Point localization data
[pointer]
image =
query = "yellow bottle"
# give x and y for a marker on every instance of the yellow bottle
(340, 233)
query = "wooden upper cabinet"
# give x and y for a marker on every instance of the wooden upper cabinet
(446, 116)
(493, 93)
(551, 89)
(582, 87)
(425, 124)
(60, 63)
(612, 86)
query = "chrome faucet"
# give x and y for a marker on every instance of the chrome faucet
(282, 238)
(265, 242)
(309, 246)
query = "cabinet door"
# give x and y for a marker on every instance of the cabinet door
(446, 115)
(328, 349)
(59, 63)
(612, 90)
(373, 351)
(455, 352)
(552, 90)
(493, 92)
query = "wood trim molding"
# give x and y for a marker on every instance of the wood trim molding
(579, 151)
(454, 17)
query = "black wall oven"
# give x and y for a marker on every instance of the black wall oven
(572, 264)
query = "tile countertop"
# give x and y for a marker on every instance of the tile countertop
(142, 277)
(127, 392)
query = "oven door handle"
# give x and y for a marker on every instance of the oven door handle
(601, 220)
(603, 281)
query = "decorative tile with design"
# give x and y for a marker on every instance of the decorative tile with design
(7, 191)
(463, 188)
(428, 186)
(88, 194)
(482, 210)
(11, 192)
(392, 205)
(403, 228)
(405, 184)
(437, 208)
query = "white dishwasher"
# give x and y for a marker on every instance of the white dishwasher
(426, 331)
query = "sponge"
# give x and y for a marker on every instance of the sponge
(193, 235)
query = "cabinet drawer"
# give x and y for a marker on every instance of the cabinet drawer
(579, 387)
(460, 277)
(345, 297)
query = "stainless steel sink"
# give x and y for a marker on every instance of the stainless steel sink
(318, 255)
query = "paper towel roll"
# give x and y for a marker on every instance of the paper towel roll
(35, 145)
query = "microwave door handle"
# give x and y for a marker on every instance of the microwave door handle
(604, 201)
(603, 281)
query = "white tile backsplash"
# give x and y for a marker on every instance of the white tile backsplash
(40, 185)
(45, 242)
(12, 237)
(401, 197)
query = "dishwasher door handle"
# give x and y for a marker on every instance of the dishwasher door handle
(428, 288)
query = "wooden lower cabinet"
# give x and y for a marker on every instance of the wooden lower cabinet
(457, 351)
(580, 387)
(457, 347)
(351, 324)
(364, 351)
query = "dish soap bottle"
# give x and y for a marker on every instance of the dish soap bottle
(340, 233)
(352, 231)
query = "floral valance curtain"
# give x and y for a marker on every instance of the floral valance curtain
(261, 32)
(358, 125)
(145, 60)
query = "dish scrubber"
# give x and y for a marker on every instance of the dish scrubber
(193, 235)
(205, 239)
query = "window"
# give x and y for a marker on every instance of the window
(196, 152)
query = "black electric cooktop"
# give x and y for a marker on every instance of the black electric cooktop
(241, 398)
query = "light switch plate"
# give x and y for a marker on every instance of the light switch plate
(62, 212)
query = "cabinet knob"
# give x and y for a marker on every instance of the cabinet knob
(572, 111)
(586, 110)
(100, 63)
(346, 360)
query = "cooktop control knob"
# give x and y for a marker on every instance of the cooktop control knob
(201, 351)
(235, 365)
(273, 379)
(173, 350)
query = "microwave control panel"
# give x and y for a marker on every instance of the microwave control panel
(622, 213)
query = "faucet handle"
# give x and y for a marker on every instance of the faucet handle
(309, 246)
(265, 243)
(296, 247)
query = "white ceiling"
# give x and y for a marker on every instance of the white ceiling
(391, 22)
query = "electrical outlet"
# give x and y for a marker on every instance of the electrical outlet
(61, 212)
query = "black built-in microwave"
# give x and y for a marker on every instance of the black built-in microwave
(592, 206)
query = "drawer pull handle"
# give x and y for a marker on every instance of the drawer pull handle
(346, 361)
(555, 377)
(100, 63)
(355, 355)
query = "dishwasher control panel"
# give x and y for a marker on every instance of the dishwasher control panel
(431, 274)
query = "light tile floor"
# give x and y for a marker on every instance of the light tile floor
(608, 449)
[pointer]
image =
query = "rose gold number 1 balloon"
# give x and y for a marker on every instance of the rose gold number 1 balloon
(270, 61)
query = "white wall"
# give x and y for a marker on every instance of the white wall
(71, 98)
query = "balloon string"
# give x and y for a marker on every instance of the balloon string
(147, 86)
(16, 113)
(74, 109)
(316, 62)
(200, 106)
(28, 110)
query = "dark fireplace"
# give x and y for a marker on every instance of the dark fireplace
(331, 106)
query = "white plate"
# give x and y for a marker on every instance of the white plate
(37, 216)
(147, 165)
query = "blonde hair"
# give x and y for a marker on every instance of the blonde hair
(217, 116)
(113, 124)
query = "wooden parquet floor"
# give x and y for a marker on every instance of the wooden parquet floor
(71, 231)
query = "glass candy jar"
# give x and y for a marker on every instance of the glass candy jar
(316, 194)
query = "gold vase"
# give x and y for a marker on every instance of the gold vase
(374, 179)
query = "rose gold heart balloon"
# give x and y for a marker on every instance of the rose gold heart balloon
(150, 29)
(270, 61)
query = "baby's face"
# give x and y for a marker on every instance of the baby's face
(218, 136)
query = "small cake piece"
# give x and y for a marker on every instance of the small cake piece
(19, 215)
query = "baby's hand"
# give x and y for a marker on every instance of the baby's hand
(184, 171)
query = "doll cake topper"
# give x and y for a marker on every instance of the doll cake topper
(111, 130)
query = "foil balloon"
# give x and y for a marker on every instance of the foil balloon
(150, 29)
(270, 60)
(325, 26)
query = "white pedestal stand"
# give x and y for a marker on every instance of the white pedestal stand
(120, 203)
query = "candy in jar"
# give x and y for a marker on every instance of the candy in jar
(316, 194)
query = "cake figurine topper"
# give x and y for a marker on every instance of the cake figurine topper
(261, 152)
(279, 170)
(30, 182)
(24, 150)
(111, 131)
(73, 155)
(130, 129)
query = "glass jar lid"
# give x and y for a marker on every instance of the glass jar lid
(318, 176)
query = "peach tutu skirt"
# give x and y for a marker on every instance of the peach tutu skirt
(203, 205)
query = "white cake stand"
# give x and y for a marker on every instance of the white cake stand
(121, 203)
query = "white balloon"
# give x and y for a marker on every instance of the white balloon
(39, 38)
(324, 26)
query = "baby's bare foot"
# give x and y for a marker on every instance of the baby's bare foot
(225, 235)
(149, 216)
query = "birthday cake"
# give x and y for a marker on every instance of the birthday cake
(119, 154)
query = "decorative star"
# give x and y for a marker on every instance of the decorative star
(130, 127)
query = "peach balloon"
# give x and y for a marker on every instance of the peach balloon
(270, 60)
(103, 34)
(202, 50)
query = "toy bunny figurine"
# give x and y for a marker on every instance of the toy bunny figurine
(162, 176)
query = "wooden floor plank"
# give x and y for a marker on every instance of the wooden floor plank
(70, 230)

Task to carry out:
Each line must be set down again exactly as above, with no line omitted.

Result for this task:
[pointer]
image =
query = "yellow bottle"
# give x and y for a marker on every instance of the yellow bottle
(340, 233)
query = "wooden upper cabinet"
# give x and y for a marker on every instance of the wooden upper cabinet
(446, 116)
(493, 93)
(551, 89)
(582, 87)
(425, 124)
(60, 63)
(612, 86)
query = "chrome faucet"
# give x and y for a marker on every instance of the chrome faucet
(282, 238)
(265, 242)
(309, 246)
query = "cabinet door"
# give x and y for a marker on every instance of the cabinet door
(446, 115)
(328, 349)
(59, 63)
(612, 90)
(373, 351)
(455, 352)
(552, 90)
(493, 92)
query = "wood trim molding"
# give x and y for a marker on every instance of the wood trim molding
(579, 151)
(454, 17)
query = "black wall oven"
# give x and y for a marker on every instance of the black wall oven
(572, 264)
query = "tile countertop"
# give x and y for a marker on every instance of the tile countertop
(142, 277)
(127, 392)
query = "oven door handle"
# give x and y for a marker on every instance of the oven door handle
(601, 220)
(603, 281)
query = "decorative tile with design"
# give x and y for a marker on every instance of the decorative tile with design
(7, 191)
(463, 188)
(428, 186)
(88, 194)
(482, 210)
(11, 192)
(392, 205)
(403, 228)
(405, 184)
(437, 208)
query = "white dishwasher"
# give x and y for a marker on every instance of the white dishwasher
(426, 331)
query = "sponge"
# give x and y for a marker on every instance of the sponge
(193, 235)
query = "cabinet drawer"
# give x and y for a marker on every instance of the cabinet drawer
(579, 387)
(460, 277)
(345, 297)
query = "stainless steel sink"
# give x and y for a marker on every instance of the stainless steel sink
(318, 255)
query = "paper towel roll"
# give x and y for a marker on every instance of the paper towel roll
(35, 145)
query = "microwave door handle"
# give x and y for a marker on every instance of the microwave door handle
(604, 201)
(603, 281)
query = "white tile backsplash"
# give x and y for a marker on every instance of the white tile backsplash
(40, 185)
(45, 242)
(12, 237)
(401, 197)
query = "dishwasher door handle"
# give x and y for a marker on every instance of the dishwasher door handle
(428, 288)
query = "wooden lower cabinet"
# give x and y for a marker on every instance of the wooden lower cabinet
(457, 351)
(580, 387)
(457, 347)
(351, 324)
(364, 351)
query = "dish soap bottle"
# give x and y for a marker on every instance of the dish soap bottle
(340, 233)
(352, 231)
query = "floral valance curtain"
# give x and y for a marker on every instance of the floral valance curtain
(261, 32)
(358, 125)
(145, 60)
query = "dish scrubber"
# give x and y for a marker on every instance of the dish scrubber
(193, 235)
(205, 239)
query = "window"
# give x and y for a marker on every instance of the window
(196, 152)
query = "black electric cooktop"
# give x and y for a marker on every instance of the black electric cooktop
(241, 398)
query = "light switch plate"
# give x and y for a marker on every instance of the light switch plate
(62, 212)
query = "cabinet knob"
# give x and y for a marker on every instance of the cabinet knob
(572, 111)
(586, 110)
(100, 63)
(346, 360)
query = "cooktop control knob"
# give x and y for a marker on every instance of the cooktop control knob
(201, 351)
(235, 365)
(273, 379)
(173, 350)
query = "microwave control panel"
# give x and y for a marker on every instance of the microwave control panel
(622, 213)
query = "faucet handle"
# give x and y for a marker on every instance of the faucet handle
(309, 246)
(265, 243)
(296, 247)
query = "white ceiling"
# give x and y for a marker on every instance of the white ceiling
(391, 22)
query = "electrical outlet"
# give x and y for a marker on every instance of the electrical outlet
(61, 212)
query = "black built-in microwave"
# give x and y for a marker on every instance of the black built-in microwave
(592, 206)
query = "drawer pull handle"
# give x and y for a marker on every instance of the drawer pull handle
(346, 361)
(555, 377)
(100, 63)
(355, 355)
query = "dishwasher control panel"
# give x and y for a marker on every instance of the dishwasher control panel
(431, 274)
query = "light tile floor"
# give x and y for a marker on every instance of the light tile floor
(608, 449)
[pointer]
image =
query = "rose gold number 1 balloon"
# give x and y for a marker on every instance of the rose gold number 1 balloon
(270, 61)
query = "white wall"
# give x and y for a marker on every instance of the white wall
(71, 98)
query = "balloon string"
# give x and y for a marker on every instance of the balloon string
(147, 86)
(16, 113)
(74, 109)
(316, 62)
(200, 106)
(28, 110)
query = "dark fireplace"
# give x and y for a marker on every instance of the dark fireplace
(331, 106)
query = "white plate"
# give x and y for a marker on every instance of the white plate
(37, 216)
(147, 165)
query = "blonde hair"
# give x and y for a marker on every instance of the blonde hair
(217, 116)
(113, 124)
query = "wooden parquet floor"
# give x and y for a marker on every instance of the wooden parquet floor
(71, 231)
query = "glass candy jar"
# give x and y for a marker on every instance of the glass candy jar
(316, 194)
query = "gold vase"
# give x and y for a marker on every instance of the gold vase
(374, 179)
query = "rose gold heart balloon"
# give x and y for a marker on every instance of the rose gold heart balloon
(150, 29)
(270, 61)
query = "baby's face"
# give x and y for a marker on every instance of the baby's face
(218, 136)
query = "small cake piece"
# give x and y for a marker on every instance of the small cake piece
(19, 215)
query = "baby's hand"
# give x and y for a marker on every instance of the baby's hand
(184, 171)
query = "doll cake topper"
# give x and y for a marker on every instance of the doll cake topper
(111, 130)
query = "foil balloon"
# give x and y for a marker on every instance of the foil balloon
(150, 29)
(270, 60)
(325, 26)
query = "white pedestal stand"
# give x and y for a marker on every instance of the white pedestal stand
(120, 203)
query = "candy in jar"
# give x and y for a marker on every instance of the candy in jar
(316, 194)
query = "cake figurine topper"
# give x and y for a marker on every instance of the cake figurine topper
(261, 152)
(279, 170)
(30, 182)
(24, 150)
(111, 131)
(73, 155)
(130, 129)
query = "glass jar lid"
# give x and y for a marker on every instance of the glass jar lid
(318, 176)
query = "peach tutu skirt"
# give x and y for a marker on every instance of the peach tutu skirt
(203, 205)
query = "white cake stand"
# give x and y for a marker on every instance of the white cake stand
(121, 203)
query = "white balloon"
# give x and y for a marker on every instance of the white balloon
(39, 38)
(324, 26)
query = "baby's bare foot"
# give x and y for a marker on every instance of the baby's bare foot
(225, 235)
(149, 216)
query = "birthday cake"
# give x and y for a marker on every instance of the birthday cake
(119, 154)
query = "decorative star"
# give x and y for a marker on every instance of the decorative star
(130, 127)
query = "peach balloon"
# give x and y for a marker on every instance of the peach balloon
(270, 60)
(103, 34)
(202, 50)
query = "toy bunny figurine"
# give x and y for a marker on every instance of the toy bunny figurine
(162, 176)
query = "wooden floor plank"
# give x and y for a marker on every instance of the wooden floor plank
(70, 230)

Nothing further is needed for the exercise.